AIM OF THE EXERCISE:
Please copy the stretch of the email reply below from "You asked this" through "something *might* be amiss.", swapping "programming terminology" for "software jargon".

DOCUMENT EXTRACT:
# # # # # # #

Re: Researching your Subject

Subject: Re: Researching your Subject
From: Ben Kovitz <apteryx -at- CHISP -dot- NET>
Date: Mon, 21 Dec 1998 12:59:17 -0700

Doug Nickerson wrote:

>You can't acquire the deep knowledge of an expert in the field in every
>writing job you
>approach. However, you say above that most TWs work in the software
>industry. Doesn't that make
>the knowledge of the software industry a superset of the knowledge
>required to do the job? That is, wouldn't knowledge about programming and
>the software process be transferrable among many assignments in the
>software industry--whether the domain area of these assignments was
>electronic cables or manufacuturing stockings?

You asked this of Thomas Quine, not me, but I do think that the large
number of questions specifically about programming terminology suggests
that something *might* be amiss.

# # # # # # #

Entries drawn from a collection
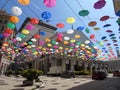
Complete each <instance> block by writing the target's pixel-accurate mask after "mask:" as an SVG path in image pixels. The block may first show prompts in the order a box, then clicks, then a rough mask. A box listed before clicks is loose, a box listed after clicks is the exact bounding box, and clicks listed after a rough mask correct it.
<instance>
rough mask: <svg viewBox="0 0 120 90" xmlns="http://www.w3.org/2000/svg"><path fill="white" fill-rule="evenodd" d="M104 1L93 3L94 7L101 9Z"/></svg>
mask: <svg viewBox="0 0 120 90" xmlns="http://www.w3.org/2000/svg"><path fill="white" fill-rule="evenodd" d="M105 4H106V1H105V0H99V1H97V2H96V3H95V4H94V8H95V9H101V8H103V7H104V6H105Z"/></svg>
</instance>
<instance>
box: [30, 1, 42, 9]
mask: <svg viewBox="0 0 120 90" xmlns="http://www.w3.org/2000/svg"><path fill="white" fill-rule="evenodd" d="M31 4H32V5H33V6H34V7H36V8H37V9H39V10H41V11H43V10H42V9H41V8H39V7H38V6H37V5H35V4H34V3H32V2H31Z"/></svg>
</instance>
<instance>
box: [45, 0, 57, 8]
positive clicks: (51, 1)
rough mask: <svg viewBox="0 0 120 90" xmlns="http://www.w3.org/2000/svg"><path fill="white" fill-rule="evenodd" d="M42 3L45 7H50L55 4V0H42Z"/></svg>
mask: <svg viewBox="0 0 120 90" xmlns="http://www.w3.org/2000/svg"><path fill="white" fill-rule="evenodd" d="M44 5H45V6H46V7H49V8H52V7H54V6H55V5H56V0H44Z"/></svg>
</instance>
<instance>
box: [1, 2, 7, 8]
mask: <svg viewBox="0 0 120 90" xmlns="http://www.w3.org/2000/svg"><path fill="white" fill-rule="evenodd" d="M8 2H9V0H7V1H6V2H5V4H3V6H2V7H1V9H4V7H5V6H6V5H7V3H8Z"/></svg>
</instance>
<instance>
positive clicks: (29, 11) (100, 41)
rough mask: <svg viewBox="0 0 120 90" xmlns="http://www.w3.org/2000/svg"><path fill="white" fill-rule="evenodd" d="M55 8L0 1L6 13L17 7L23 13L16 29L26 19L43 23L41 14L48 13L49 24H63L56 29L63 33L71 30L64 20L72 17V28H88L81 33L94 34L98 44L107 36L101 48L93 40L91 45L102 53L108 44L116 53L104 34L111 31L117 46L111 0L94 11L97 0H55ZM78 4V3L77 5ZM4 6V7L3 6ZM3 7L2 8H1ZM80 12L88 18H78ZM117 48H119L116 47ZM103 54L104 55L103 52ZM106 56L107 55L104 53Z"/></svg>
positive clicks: (115, 49)
mask: <svg viewBox="0 0 120 90" xmlns="http://www.w3.org/2000/svg"><path fill="white" fill-rule="evenodd" d="M6 1H8V2H7V4H5V3H6ZM56 1H57V3H56V6H55V7H53V8H48V7H46V6H45V5H44V3H43V0H31V1H30V4H29V5H27V6H23V5H21V4H19V3H18V1H17V0H0V8H1V9H3V10H5V11H6V12H7V13H10V14H12V13H11V8H12V7H13V6H18V7H20V8H21V9H22V11H23V13H22V15H20V16H18V17H19V19H20V21H19V22H18V23H17V24H16V26H17V28H18V29H19V27H20V26H21V24H22V23H23V21H24V20H25V18H26V17H37V18H39V19H40V20H43V21H45V20H44V19H43V18H42V17H41V14H42V12H44V11H49V12H50V13H51V15H52V17H51V18H50V19H49V20H50V22H48V23H49V24H51V25H53V26H56V24H57V23H63V24H64V25H65V27H64V28H62V29H58V30H57V31H58V32H63V31H67V30H69V29H71V27H72V25H71V24H68V23H66V19H67V18H68V17H74V18H75V20H76V21H75V23H73V28H74V29H76V28H77V27H78V26H84V27H85V28H86V27H87V28H89V30H90V33H86V31H85V30H83V31H82V32H83V33H84V34H85V35H86V36H87V37H88V38H89V37H90V35H92V34H95V40H97V41H99V42H104V41H103V40H102V39H101V38H102V37H103V36H107V40H108V41H107V42H104V45H103V46H100V45H99V44H98V43H96V42H95V41H94V40H93V43H94V44H95V45H96V46H97V47H98V48H100V49H101V50H102V51H103V48H105V49H106V50H107V51H109V50H108V49H109V47H108V46H107V44H108V43H110V44H111V45H110V47H112V49H113V51H114V53H116V49H115V48H116V46H114V45H113V41H112V40H111V39H110V37H109V33H107V32H106V30H112V31H113V33H114V34H115V37H116V40H117V41H118V42H116V43H115V44H118V45H119V42H120V41H119V30H118V29H119V27H118V24H117V23H116V20H117V19H118V17H117V16H116V15H115V12H114V6H113V0H105V1H106V5H105V6H104V7H103V8H102V9H95V8H94V7H93V6H94V3H95V2H97V1H98V0H56ZM78 2H79V3H78ZM4 5H5V6H4ZM3 6H4V7H3ZM81 10H88V11H89V15H88V16H85V17H83V16H79V15H78V12H79V11H81ZM105 15H107V16H109V17H110V18H109V19H108V20H106V21H100V18H101V17H102V16H105ZM90 21H96V22H97V25H96V26H95V27H98V28H100V30H97V31H96V30H94V28H95V27H89V26H88V23H89V22H90ZM105 24H111V26H110V27H106V28H103V26H104V25H105ZM118 47H119V46H118ZM103 53H105V52H104V51H103ZM105 54H108V53H105Z"/></svg>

# # # # # # #

ANSWER SECTION:
You asked this of Thomas Quine, not me, but I do think that the large
number of questions specifically about software jargon suggests
that something *might* be amiss.